▸ TASK GOAL:
Exactly and without additions, transcribe the line that contains "positive clicks: (339, 283)" and every line after it in the data.

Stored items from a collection
==================================================
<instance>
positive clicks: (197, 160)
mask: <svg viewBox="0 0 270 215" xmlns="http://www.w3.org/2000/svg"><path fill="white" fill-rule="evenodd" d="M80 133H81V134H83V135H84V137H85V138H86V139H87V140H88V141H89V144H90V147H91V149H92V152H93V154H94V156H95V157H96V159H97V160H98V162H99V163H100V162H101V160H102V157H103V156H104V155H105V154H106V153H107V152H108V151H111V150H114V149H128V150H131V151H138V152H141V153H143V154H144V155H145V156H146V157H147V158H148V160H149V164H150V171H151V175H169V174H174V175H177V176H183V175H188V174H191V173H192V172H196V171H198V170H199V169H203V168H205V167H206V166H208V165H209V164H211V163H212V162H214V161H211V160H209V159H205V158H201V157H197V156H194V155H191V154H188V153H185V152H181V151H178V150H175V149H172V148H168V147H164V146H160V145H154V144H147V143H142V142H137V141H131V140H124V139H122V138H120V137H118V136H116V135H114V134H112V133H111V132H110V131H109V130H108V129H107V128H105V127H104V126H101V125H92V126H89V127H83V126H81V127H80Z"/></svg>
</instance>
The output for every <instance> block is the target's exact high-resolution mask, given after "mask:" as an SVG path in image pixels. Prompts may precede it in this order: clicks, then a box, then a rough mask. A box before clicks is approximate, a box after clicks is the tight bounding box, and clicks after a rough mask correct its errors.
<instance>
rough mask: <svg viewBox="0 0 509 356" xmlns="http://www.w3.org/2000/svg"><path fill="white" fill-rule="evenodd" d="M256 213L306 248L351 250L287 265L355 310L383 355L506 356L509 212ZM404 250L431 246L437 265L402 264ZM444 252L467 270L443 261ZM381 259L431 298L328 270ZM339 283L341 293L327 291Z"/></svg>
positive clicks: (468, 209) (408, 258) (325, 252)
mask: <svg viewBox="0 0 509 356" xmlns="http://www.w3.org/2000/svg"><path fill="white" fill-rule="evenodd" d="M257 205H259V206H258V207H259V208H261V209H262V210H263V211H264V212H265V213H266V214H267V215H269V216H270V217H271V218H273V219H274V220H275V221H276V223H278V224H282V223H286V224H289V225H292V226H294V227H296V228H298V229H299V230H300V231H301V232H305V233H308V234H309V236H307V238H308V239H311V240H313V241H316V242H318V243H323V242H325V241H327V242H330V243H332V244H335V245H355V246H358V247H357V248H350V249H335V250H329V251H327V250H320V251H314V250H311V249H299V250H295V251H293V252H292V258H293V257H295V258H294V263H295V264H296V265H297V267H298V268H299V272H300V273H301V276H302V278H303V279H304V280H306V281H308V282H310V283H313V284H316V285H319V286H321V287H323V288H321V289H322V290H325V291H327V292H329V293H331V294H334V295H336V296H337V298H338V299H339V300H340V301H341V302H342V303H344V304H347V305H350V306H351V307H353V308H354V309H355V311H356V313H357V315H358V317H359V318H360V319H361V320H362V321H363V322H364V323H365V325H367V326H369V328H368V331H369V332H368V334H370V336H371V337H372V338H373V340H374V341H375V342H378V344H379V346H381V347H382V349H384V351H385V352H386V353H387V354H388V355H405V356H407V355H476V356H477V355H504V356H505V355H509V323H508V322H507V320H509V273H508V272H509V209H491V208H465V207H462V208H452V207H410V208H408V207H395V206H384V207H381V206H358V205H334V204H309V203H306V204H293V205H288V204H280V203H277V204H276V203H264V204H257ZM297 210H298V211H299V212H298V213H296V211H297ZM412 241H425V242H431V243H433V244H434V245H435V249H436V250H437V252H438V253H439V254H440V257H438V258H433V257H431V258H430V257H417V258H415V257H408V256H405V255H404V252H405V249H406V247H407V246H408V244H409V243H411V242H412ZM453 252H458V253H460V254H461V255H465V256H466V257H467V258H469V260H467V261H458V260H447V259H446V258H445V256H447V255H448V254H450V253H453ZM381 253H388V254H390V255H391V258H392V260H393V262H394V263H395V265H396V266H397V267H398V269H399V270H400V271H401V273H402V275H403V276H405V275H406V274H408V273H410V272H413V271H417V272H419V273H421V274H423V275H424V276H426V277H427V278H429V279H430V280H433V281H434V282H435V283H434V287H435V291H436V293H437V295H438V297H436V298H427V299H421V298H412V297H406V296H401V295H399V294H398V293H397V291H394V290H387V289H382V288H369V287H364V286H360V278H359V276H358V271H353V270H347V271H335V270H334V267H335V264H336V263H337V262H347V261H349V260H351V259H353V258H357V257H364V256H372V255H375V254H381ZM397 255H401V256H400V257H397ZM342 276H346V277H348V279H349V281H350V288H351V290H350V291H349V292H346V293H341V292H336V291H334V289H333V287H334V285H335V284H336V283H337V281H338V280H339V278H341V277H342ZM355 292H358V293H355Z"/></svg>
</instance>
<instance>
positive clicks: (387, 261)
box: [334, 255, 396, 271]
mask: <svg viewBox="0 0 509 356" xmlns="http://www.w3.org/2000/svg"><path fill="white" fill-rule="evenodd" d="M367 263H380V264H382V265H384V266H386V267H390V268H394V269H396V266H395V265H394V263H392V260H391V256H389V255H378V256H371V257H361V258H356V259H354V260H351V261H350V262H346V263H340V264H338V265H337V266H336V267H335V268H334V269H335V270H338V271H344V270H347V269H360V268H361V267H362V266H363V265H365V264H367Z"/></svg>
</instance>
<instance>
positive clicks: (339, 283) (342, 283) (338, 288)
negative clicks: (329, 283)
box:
==================================================
▸ RESPONSE TO THE EXERCISE:
positive clicks: (339, 283) (342, 283) (338, 288)
negative clicks: (329, 283)
box:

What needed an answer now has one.